### AUFGABE 1
Fass den Text über Berta Schmidberger in zwei Sätzen zusammen.
### AUFGABE 2
Schreib den Absatz im Text über Berta Schmidberger, der mit »Bis zu diesem Zeitpunkt« beginnt, als kurze Liste mit seinen wichtigsten Fakten.
### AUFGABE 3
Schreib den Text über Berta Schmidberger nach seinem letzten Satz weiter.

### VORGELEGTER TEXT
------------------------------------------------------------
Berta SCHMIDBERGER überlebte als sechsjähriges Mädchen den Holocaust. Sie war 73 Jahre alt, als sie am 15. September 2011 in der Stadt Salzburg zum Auftakt der Vortragsreihe »Leben im Terror« vom Bürgermeister Heinz Schaden herzlich begrüßt wurde.
Bis zu diesem Zeitpunkt war der Öffentlichkeit nicht bekannt, dass am 14. Februar 1945, in der Endphase des Zweiten Weltkrieges, fünf Frauen und zwei Kinder aus Salzburg vom Polizeigefängnis am Rudolfsplatz, der unter dem NS-Regime den Namen des deutschnationalen Burschenschafters und Antisemiten Georg von Schönerer führte, in das KZ Theresienstadt deportiert wurden: »Sondertransport IV/15e«, registrierter Zugang am 15. Februar 1945, befreit am 8. Mai 1945 durch sowjetische Truppen.
------------------------------------------------------------
### DATENAUSZUG
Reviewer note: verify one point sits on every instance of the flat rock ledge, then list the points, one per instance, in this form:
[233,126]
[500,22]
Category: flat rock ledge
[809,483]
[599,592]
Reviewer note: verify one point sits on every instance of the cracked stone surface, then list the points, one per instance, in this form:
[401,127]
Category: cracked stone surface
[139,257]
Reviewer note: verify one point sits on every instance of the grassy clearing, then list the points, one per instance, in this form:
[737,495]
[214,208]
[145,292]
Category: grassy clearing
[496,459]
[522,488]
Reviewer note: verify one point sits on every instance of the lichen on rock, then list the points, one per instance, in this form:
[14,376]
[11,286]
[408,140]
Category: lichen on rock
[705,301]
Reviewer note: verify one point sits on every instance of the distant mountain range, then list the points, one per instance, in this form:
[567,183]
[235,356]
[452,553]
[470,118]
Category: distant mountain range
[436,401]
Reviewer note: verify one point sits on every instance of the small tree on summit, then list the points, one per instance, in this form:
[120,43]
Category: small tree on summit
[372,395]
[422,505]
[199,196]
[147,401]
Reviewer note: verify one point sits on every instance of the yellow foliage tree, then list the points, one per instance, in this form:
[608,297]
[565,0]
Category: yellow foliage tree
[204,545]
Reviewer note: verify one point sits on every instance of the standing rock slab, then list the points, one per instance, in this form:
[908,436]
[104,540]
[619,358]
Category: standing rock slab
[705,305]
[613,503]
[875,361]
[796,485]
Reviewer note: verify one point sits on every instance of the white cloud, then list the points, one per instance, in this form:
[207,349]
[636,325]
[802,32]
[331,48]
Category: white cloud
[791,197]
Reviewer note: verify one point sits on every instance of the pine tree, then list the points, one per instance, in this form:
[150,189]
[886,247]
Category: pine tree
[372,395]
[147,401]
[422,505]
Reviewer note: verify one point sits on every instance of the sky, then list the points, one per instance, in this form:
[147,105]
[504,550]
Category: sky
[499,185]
------------------------------------------------------------
### ERGEBNIS 1
Berta Schmidberger überlebte als sechsjähriges Mädchen den Holocaust und wurde am 15. September 2011 mit 73 Jahren in Salzburg zum Auftakt der Vortragsreihe »Leben im Terror« von Bürgermeister Heinz Schaden herzlich begrüßt. Bis dahin wusste die Öffentlichkeit nicht, dass am 14. Februar 1945 fünf Frauen und zwei Kinder aus dem Salzburger Polizeigefängnis am Rudolfsplatz ins KZ Theresienstadt deportiert worden waren, wo sie am 8. Mai 1945 von sowjetischen Truppen befreit wurden.

### ERGEBNIS 2
- Bis zu Schmidbergers Begrüßung 2011 war der Öffentlichkeit nicht bekannt, dass es diese Deportation gab.
- Am 14. Februar 1945, in der Endphase des Zweiten Weltkrieges, wurden fünf Frauen und zwei Kinder aus Salzburg deportiert.
- Sie kamen aus dem Polizeigefängnis am Rudolfsplatz. In der NS-Zeit war es nach Georg von Schönerer benannt, einem deutschnationalen Burschenschafter und Antisemiten.
- Ziel war das KZ Theresienstadt, mit dem »Sondertransport IV/15e«.
- Der Zugang wurde am 15. Februar 1945 registriert.
- Am 8. Mai 1945 wurden sie von sowjetischen Truppen befreit.

### ERGEBNIS 3
Die Namen der in Theresienstadt Befreiten, darunter die 41-jährige Friederike Schmidberger und ihre Kinder Berta und Stanislaus, sechs bzw. neun Jahre jung, finden wir in dem 2005 publizierten »Theresienstädter Gedenkbuch – Österreichische Jüdinnen und Juden«.
Beachtenswert ist dabei, dass Frau Schmidberger, die Mutter der Geschwister Berta und Stanislaus, keine Jüdin war, auch nicht im Sinne der Nürnberger Rassengesetze.
Friederike Schmidberger, in der Salzburger Gemeinde Vigaun bei Hallein geboren, katholisch getauft und als lediges Kind einer Dienstmagd unter prekären Verhältnissen aufgewachsen, lebte und arbeitete in Hallein, Salzburg und Wien: ein bewegtes Leben, zeitlebens unverheiratet, aber mit einem Partner, der Jude war: Nathan Fogel.
Frau Schmidberger hatte aus ihrer Partnerschaft zwei Kinder: Stanislaus, geboren am 1. April 1935, und Berta, geboren am 22. Juli 1938 in Wien.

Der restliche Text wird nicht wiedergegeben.